* _The task_: Set down exactly, from the records below, the line with "Exercise. Point to the blue metal" through the line with "Exercise. Point to the standing", and nothing else.

---------- Records for this exercise

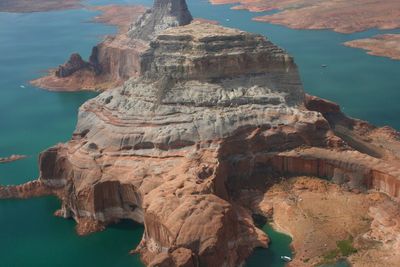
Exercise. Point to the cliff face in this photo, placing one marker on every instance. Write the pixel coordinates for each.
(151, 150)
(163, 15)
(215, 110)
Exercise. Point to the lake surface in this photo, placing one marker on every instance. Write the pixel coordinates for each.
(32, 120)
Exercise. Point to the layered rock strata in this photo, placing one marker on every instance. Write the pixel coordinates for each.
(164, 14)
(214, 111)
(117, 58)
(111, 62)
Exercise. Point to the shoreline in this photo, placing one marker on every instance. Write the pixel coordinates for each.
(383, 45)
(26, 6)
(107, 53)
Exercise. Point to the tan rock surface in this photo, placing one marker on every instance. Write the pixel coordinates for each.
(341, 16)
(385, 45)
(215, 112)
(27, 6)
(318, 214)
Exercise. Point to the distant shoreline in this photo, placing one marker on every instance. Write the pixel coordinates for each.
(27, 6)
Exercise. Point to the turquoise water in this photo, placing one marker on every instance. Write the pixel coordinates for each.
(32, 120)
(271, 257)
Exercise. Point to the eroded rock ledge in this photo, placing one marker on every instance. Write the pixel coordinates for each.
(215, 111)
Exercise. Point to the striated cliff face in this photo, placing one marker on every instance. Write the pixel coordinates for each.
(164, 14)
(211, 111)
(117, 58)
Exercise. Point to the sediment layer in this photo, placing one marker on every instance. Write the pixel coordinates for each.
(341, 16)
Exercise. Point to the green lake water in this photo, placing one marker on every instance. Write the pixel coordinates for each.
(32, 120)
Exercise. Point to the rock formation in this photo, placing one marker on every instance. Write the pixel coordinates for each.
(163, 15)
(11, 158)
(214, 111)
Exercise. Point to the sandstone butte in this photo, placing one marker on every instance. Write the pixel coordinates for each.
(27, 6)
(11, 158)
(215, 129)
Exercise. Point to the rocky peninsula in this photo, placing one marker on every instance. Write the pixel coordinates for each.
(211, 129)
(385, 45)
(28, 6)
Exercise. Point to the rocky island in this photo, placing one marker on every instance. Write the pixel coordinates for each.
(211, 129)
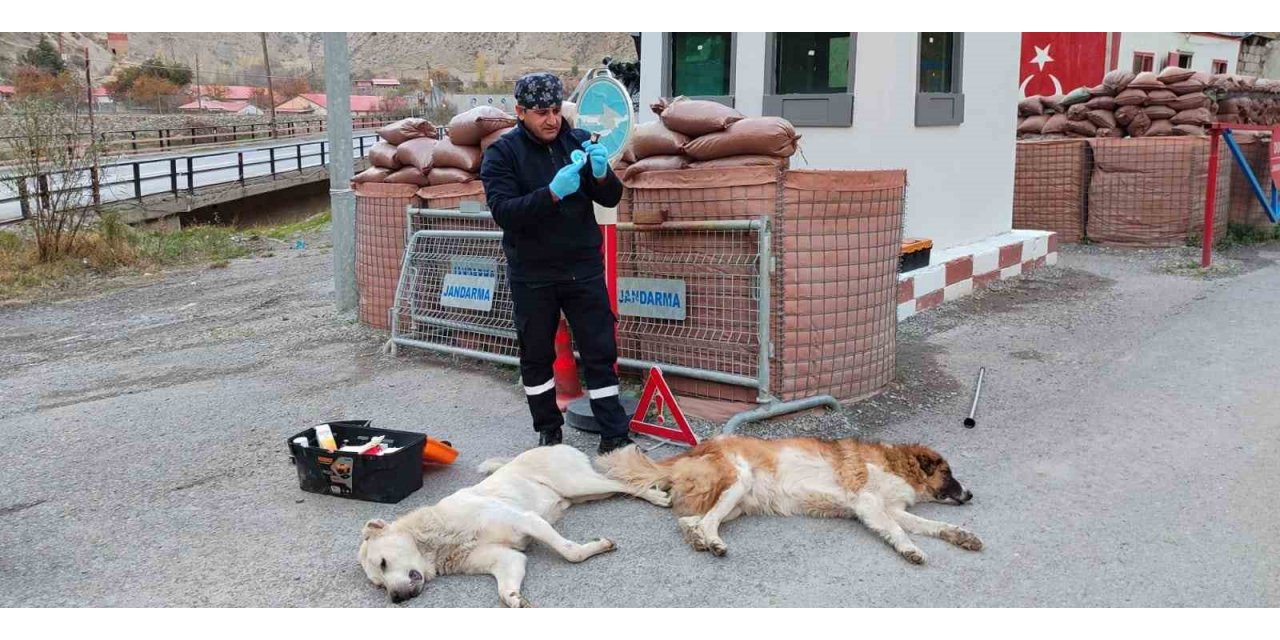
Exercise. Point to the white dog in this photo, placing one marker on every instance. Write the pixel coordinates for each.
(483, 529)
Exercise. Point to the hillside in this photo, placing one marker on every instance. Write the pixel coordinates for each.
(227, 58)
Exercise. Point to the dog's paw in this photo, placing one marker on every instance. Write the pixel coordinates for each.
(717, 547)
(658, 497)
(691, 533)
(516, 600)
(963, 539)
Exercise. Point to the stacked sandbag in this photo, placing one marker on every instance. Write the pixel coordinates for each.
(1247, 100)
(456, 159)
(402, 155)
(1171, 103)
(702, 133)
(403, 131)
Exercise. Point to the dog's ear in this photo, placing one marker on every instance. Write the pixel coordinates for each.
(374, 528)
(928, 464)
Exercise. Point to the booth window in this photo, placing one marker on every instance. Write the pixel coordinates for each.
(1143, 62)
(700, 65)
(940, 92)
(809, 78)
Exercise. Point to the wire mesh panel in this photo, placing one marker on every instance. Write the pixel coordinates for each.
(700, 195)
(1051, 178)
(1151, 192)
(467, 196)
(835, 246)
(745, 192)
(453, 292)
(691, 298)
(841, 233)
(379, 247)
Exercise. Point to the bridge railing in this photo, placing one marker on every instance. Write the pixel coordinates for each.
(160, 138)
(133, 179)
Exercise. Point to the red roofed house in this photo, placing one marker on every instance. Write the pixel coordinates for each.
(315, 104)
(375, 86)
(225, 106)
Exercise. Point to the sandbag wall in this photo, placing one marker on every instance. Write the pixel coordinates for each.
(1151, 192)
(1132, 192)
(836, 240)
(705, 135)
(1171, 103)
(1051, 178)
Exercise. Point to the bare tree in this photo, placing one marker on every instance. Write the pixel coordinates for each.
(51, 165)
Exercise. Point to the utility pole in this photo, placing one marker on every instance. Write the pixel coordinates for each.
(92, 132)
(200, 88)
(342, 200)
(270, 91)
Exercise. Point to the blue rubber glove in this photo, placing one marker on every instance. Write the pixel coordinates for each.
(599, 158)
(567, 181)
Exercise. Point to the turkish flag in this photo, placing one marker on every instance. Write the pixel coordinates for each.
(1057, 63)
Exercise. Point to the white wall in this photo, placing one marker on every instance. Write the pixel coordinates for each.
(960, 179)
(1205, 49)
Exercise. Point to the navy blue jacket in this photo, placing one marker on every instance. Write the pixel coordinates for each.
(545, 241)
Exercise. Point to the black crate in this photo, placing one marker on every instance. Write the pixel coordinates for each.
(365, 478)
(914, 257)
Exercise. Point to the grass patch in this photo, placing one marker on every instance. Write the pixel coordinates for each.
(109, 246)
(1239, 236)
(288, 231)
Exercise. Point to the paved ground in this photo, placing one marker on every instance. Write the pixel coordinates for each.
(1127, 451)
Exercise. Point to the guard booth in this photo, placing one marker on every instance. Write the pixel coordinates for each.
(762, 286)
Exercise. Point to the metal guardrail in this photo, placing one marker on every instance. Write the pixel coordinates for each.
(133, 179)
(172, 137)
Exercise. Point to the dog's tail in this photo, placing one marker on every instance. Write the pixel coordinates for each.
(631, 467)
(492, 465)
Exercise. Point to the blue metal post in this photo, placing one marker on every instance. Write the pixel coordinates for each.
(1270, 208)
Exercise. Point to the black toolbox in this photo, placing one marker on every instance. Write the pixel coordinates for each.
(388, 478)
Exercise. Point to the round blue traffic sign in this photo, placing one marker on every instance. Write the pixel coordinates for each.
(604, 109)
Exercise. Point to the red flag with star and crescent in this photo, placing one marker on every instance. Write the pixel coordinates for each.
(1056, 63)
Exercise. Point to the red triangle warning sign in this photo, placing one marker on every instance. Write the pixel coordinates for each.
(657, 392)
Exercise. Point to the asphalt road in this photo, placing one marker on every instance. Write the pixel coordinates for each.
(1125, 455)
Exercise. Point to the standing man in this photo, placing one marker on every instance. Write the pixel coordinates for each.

--------------------
---------- Records for this exercise

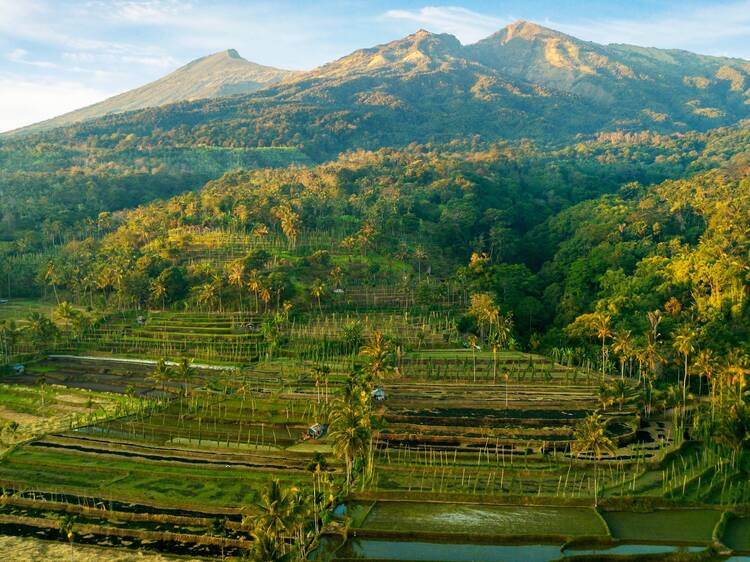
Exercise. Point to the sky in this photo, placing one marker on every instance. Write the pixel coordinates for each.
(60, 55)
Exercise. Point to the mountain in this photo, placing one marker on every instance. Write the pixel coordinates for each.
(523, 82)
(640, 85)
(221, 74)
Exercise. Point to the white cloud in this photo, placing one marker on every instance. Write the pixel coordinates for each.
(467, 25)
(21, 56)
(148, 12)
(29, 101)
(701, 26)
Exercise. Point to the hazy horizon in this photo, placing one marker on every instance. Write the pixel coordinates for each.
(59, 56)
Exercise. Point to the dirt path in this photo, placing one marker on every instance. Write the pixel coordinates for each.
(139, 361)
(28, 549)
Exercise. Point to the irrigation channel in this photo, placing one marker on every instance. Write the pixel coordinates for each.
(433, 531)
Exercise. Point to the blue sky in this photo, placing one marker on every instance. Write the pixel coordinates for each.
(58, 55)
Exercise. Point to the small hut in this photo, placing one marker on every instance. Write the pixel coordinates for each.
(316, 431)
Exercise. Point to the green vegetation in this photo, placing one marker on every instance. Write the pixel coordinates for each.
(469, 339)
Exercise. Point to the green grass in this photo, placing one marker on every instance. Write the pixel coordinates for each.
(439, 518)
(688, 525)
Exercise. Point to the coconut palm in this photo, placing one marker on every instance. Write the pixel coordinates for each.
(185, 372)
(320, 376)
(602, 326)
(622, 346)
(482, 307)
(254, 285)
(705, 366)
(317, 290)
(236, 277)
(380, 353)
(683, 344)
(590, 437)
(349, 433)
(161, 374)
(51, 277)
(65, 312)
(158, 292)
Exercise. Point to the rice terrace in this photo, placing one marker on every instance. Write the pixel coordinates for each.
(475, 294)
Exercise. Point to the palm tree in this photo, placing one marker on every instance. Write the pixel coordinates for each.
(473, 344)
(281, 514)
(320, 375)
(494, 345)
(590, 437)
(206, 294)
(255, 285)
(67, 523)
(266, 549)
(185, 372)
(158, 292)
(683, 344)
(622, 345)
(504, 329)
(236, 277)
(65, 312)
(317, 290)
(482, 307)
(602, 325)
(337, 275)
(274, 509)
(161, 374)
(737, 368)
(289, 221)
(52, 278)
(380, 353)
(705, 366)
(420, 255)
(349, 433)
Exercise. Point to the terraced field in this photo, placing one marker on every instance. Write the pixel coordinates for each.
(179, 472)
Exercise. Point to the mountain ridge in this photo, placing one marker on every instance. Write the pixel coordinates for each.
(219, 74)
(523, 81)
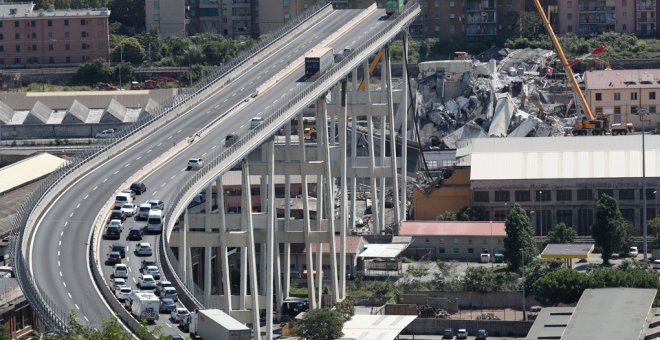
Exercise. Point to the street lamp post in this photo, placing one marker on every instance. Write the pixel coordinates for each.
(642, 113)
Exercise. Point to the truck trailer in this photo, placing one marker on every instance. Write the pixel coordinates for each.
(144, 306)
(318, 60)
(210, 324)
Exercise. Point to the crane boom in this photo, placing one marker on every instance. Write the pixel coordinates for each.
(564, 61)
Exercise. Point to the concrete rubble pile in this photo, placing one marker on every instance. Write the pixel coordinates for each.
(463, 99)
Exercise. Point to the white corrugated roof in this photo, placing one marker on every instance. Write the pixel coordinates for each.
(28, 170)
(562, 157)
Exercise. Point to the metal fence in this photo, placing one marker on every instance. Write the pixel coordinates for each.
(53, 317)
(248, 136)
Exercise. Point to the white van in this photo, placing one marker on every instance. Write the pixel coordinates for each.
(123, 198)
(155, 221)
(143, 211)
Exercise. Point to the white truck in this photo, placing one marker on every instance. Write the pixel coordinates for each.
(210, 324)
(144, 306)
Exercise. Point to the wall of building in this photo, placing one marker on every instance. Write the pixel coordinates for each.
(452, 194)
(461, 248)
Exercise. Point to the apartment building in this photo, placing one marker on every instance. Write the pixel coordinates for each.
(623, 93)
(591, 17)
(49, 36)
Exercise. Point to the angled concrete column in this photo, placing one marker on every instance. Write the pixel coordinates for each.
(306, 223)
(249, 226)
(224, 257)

--------------------
---------- Records for this exercise

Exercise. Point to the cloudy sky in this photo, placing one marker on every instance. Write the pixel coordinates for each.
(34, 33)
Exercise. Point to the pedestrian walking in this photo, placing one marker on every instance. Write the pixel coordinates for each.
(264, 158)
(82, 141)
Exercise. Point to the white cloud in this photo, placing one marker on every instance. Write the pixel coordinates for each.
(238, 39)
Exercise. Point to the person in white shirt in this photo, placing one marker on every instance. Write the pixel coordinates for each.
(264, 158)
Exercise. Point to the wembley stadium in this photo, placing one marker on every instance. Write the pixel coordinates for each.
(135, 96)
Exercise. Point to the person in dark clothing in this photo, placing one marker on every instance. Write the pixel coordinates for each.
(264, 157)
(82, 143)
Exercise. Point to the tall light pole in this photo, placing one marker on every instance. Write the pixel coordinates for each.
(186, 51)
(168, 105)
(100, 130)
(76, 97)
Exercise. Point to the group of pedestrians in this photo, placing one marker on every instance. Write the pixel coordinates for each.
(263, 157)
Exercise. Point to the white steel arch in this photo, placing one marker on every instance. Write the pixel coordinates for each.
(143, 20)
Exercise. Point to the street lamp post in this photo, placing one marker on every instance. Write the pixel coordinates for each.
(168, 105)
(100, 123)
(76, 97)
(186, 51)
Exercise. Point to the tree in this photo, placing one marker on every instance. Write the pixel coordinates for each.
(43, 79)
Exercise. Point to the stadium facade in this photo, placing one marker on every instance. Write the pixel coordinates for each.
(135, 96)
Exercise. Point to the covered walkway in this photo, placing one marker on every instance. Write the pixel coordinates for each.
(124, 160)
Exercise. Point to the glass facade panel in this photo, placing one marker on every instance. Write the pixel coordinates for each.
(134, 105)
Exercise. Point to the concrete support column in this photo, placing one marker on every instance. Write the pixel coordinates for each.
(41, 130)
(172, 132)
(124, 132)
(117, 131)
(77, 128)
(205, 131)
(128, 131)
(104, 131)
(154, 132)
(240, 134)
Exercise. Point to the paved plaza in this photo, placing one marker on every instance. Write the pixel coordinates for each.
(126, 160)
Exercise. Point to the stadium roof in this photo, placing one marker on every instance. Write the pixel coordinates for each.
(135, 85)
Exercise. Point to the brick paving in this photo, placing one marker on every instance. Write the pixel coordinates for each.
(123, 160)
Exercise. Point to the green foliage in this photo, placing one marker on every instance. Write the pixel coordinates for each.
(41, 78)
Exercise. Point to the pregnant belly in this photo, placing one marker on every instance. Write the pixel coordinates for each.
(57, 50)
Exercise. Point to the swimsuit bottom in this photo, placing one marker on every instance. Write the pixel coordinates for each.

--------------------

* _Response area_:
Exercise. Point to the blue metal post in this photo, placing one marker on every instance. Write the pixel coordinates for each.
(1270, 208)
Exercise. Point to the black toolbox in this photo, placing one marker on every instance. Write the pixel coordinates for each.
(388, 478)
Exercise. Point to the round blue traffic sign in this photo, placing one marker on every instance. Write the pixel coordinates for each.
(604, 109)
Exercise. Point to the red flag with star and crescent in this photo, placing one marker on every instance. Write the pixel coordinates for each.
(1056, 63)
Exercise. Point to the red triangle warning sign in this photo, placing one marker on every instance. Write the pixel coordinates for each.
(657, 392)
Exercise. Point to the asphalt road in this photo, placing one marker on every instance. Write the pixel coordinates for each.
(1125, 455)
Exercise. Point to the standing man in this photo, placing one marker on every instance. Write the pixel coordinates for each.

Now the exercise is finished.